Much like how video games come in multiple genres, aesthetics, and even emotional impact, they also sometimes feature varying gameplay and/or narrative elements that might be seen by many as very strange – if not outright mechanically/tonally incomprehensible. Regardless of such games’ quality or success in implementing these weirder elements, it can still be argued that the developers were at least trying something different. What follows are the weirdest video games that you’ll probably find out there.

10. Mansion of Hidden Souls (1994)

As I included in a previous article on underrated game franchises, the FMV-based exploration title Mansion of Hidden Souls concerns the first-person investigation of an old mansion inhabited by talking “butterflies” – actually the titular souls of people who are permanently trapped there. Players must find the protagonist’s missing sister before both of them suffer the same fate – with cryptic hints being provided via odd conversations with the butterflies floating around the environment.

9. Earthworm Jim 2 (1995)

Of course, the original Earthworm Jim from 1994 was already one of the weirdest video game properties seen at the time (just look at the title and basic story concept) – however, its 1995 sequel would push further into new, even crazier territory. Players will participate in a quiz show inside the bowels of an incalculably giant entity, avoid grandmothers falling down a stairwell while riding up on a motorized chair lift, and bear witness to one of the most inexplicable endings to a video game ever.

**WHAT TO WORK ON:**
1. In the article on weird video games, what creatures inhabit the mansion in Mansion of Hidden Souls?
2. List every activity that the article on weird video games says players will take part in during Earthworm Jim 2.
3. Carry on the article on weird video games from its last sentence.
The lines that come next are separate material and are not part of the article on weird video games.

**DATA SEGMENT:**
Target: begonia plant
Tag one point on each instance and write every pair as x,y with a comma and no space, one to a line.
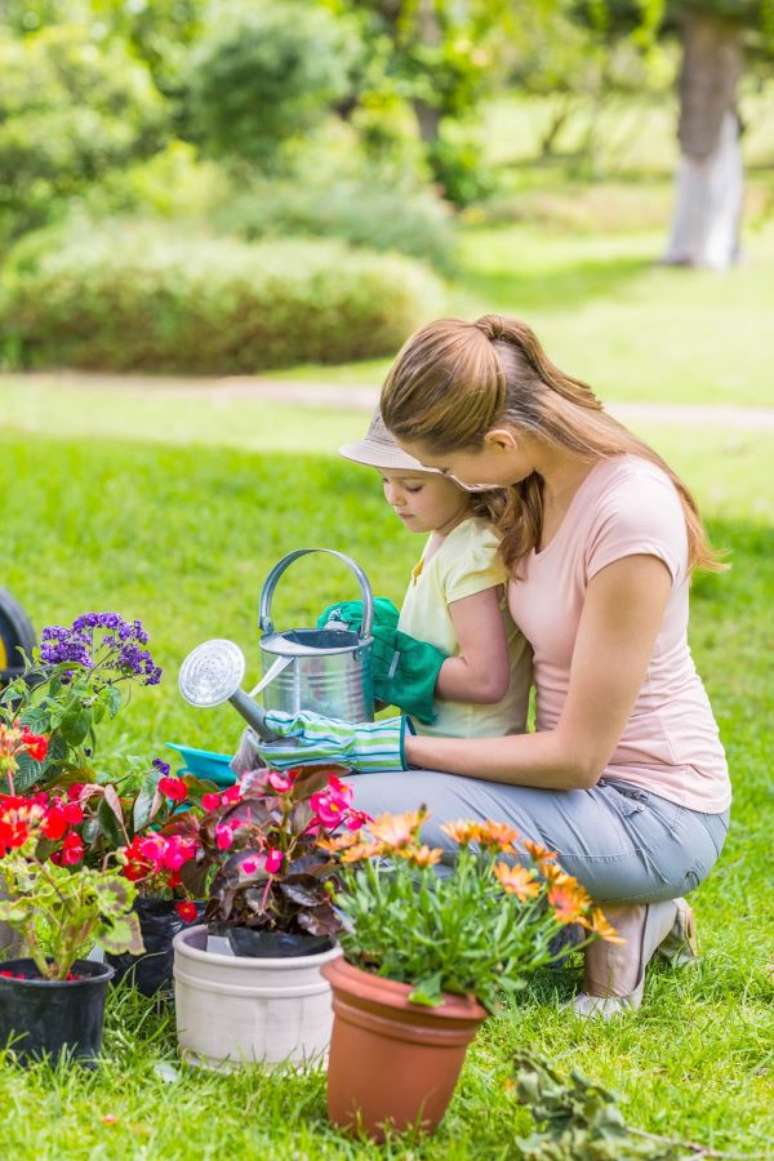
58,907
274,871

**WRITTEN RESPONSES:**
1. Talking "butterflies," which are actually the souls of people permanently trapped there.

2.
- Participating in a quiz show inside the bowels of an incalculably giant entity
- Avoiding grandmothers falling down a stairwell while riding up on a motorized chair lift
- Witnessing one of the most inexplicable endings to a video game ever

3.
8. Baroque (1998, 2008)

Originally released as a Japanese exclusive for the Sega Saturn in 1998, and later remade and localized for international release on the PS2 and Wii in 2007/2008, Baroque is a “roguelike” RPG set in an extremely bizarre post-apocalyptic world following an event called “The Blaze.” In both versions of the game, players are tasked with descending a massive underground facility called the “Neuro Tower” while fighting against hordes of incredibly creepy-looking (and quite powerful) monsters – with story progression actually being tied to the main character dying and respawning.

7. Seaman (2000)

Image from Seaman courtesy of Vivarium Inc., Sega, ASCII Corporation, and SEGA of America

Despite arguably being more of a “virtual pet” application for the Sega Dreamcast than a full-fledged video game in itself, Seaman is nonetheless one of the quirkiest, most unapologetically weirdest gaming novelties that I had the pleasure of experiencing for myself at launch. Coming bundled with a microphone peripheral that plugged into one of the Virtual Memory Unit (VMU) slots in the Dreamcast’s controller, Seaman has you meticulously care for and raise strange tadpole-like organisms that eventually grow into a fish with a human face – that you can then converse with!

6. D2 (2000)

In possibly the weirdest video game released within the late Kenji Eno’s already particularly odd and unconventional “D” trilogy, D2 for the Sega Dreamcast reaches nearly absurd levels of baffling character and story moments that could each take up entire articles of their own. Such notable plot-points are: scientists finding remains of a plant-like “angel” inside the stomach of a preserved mammoth; a man being “married” to a talking flower; the Earth and cosmos both being sentient (but in stark disagreement); and people growing tentacles from…”interesting” parts of their bodies.

5. Resident Evil: Code -Veronica- (2000)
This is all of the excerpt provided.